My Take: New York's schools should observe Muslim holidays

Editor's note: Imam Khalid Latif is a chaplain for New York University and Executive Director of the school's Islamic Center.

By Khalid Latif, Special to CNN

I was recently eating dinner at a restaurant with a friend near Times Square when it became time for me to pray. Muslims pray five times a day and this particular prayer, called Maghrib, is performed at sunset.

Having lived in New York City for decades, I’ve become comfortable praying pretty much anywhere. It also doesn’t hurt that there are stranger things happening on the streets here than a young guy bowing and kneeling for a few minutes.

After I started to pray, a tour bus parked in front of me and a large group of people proceeded to spill out.

While I continued, a woman from the group came closer to where I was praying. She removed a scarf from her neck, placed it on the ground so that I would be praying on something clean, then walked away before I finished.

A truly amazing woman whose name I don’t even know. But if I had not felt comfortable being myself and praying on the street, I would never have had the opportunity to learn from her.

A child at a recent rally for Muslim holidays to be observed by New York city schools.

It’s not easy fitting in. Whether you’re 15 years old or 55, most of us have to compartmentalize our identity in order to feel accepted. We let go of things that we hold dear in hopes that we can just belong and in doing so we assume the worst of the people around us. We think that they wouldn’t be able to understand and accept us for who we are.

A year ago this week, more than 80 faith-based, civil rights, community and labor organizations came together under the title Coalition for Muslim School Holidays. Our purpose was to encourage New York City to give permanent recognition to its Muslim community by adding two holidays observed by Muslims to the public school calendar: Eid ul-Fitr, which celebrates the end of Ramadan, the sacred month of fasting and Eid Ul-Adha, which celebrates the end of the Hajj, the yearly pilgrimage to Mecca.

New York’s City Council convened to vote on the issue and almost unanimously passed resolution 1281, calling for the Department of Education to recognize the holidays. But Mayor Michael Bloomberg has decided that the holidays won’t be added to the public school calendar

Yesterday, the Coalition for Muslim School Holidays held a late morning rally on the steps of New York’s City Hall. Hundreds of people attended and even more stood at the gates waiting to get in—a 300 person limit had been placed on the gathering—as politicians, city officials, interfaith leaders and activists spoke from the steps telling Mayor Bloomberg why he should change his mind.

§ §

● STATED GOAL 1:
Answer these questions about the opinion piece on Muslim school holidays:
(a) What is the name of the prayer that is performed at sunset?
(b) How many organizations came together as the Coalition for Muslim School Holidays?
(c) What limit had been placed on the number of people at the rally on the steps of City Hall?

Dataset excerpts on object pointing
§ §

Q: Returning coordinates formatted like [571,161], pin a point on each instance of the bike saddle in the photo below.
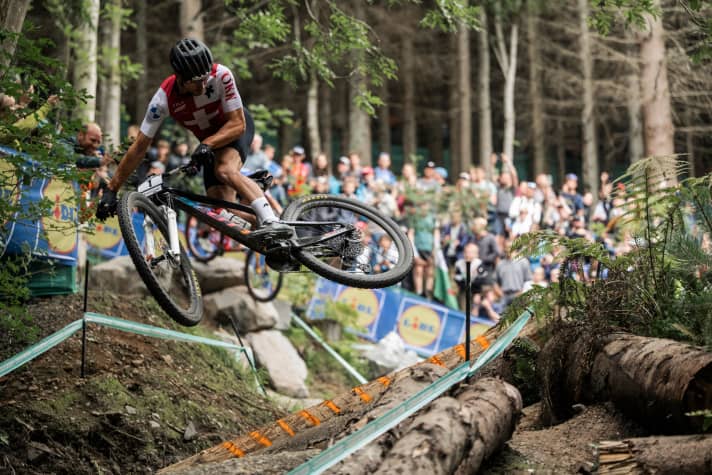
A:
[263,178]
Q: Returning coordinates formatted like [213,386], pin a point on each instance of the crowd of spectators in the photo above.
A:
[473,217]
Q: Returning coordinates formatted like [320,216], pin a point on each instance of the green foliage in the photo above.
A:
[663,285]
[39,140]
[448,15]
[604,13]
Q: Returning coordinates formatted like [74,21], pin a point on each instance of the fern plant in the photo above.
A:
[663,285]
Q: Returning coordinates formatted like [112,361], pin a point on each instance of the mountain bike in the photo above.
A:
[331,237]
[206,243]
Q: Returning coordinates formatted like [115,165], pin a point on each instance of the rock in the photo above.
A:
[284,314]
[275,352]
[190,432]
[118,275]
[220,273]
[251,316]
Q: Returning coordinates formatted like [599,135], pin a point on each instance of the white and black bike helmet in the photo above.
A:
[191,59]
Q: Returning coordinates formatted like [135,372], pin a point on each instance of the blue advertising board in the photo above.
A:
[53,236]
[424,326]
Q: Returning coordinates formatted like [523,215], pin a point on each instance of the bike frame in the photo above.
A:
[166,198]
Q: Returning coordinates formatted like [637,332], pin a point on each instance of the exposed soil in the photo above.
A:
[130,412]
[563,448]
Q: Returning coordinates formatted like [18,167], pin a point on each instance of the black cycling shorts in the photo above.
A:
[242,145]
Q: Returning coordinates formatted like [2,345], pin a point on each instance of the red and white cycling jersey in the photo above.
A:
[203,115]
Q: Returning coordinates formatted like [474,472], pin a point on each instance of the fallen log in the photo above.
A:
[655,381]
[676,455]
[343,406]
[453,435]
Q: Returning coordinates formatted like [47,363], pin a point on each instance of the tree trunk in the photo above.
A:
[508,64]
[636,147]
[349,406]
[463,161]
[453,435]
[588,119]
[384,121]
[313,116]
[141,93]
[654,380]
[359,122]
[112,112]
[435,140]
[657,111]
[485,106]
[12,17]
[679,455]
[454,106]
[535,94]
[85,70]
[191,19]
[410,141]
[325,120]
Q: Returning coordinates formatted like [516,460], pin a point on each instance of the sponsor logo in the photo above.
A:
[364,301]
[228,85]
[106,235]
[61,223]
[154,112]
[419,325]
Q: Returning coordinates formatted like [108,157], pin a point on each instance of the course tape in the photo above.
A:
[38,348]
[59,336]
[330,350]
[398,414]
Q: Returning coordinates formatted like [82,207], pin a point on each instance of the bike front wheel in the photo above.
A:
[263,283]
[168,276]
[374,253]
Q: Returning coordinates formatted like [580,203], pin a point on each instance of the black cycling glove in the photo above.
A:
[203,155]
[107,205]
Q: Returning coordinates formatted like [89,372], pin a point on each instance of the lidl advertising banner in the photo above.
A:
[55,234]
[424,326]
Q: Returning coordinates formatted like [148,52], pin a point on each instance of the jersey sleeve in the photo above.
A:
[231,99]
[155,114]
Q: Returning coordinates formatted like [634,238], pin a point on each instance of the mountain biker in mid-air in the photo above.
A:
[202,96]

§ §

● STATED GOAL 2: Put the rows that run from the line containing "Q: Returning coordinates formatted like [89,372], pin" through the last of the rows into a numbered list, with both ends included and blank lines left out.

● RESULT 1:
(a) Maghrib
(b) More than 80
(c) 300 people

● RESULT 2:
1. Q: Returning coordinates formatted like [89,372], pin a point on each instance of the lidl advertising banner in the photo above.
2. A:
3. [55,234]
4. [424,326]
5. Q: Returning coordinates formatted like [148,52], pin a point on each instance of the jersey sleeve in the photo above.
6. A:
7. [231,99]
8. [155,114]
9. Q: Returning coordinates formatted like [634,238], pin a point on each instance of the mountain biker in mid-air in the photo above.
10. A:
11. [202,96]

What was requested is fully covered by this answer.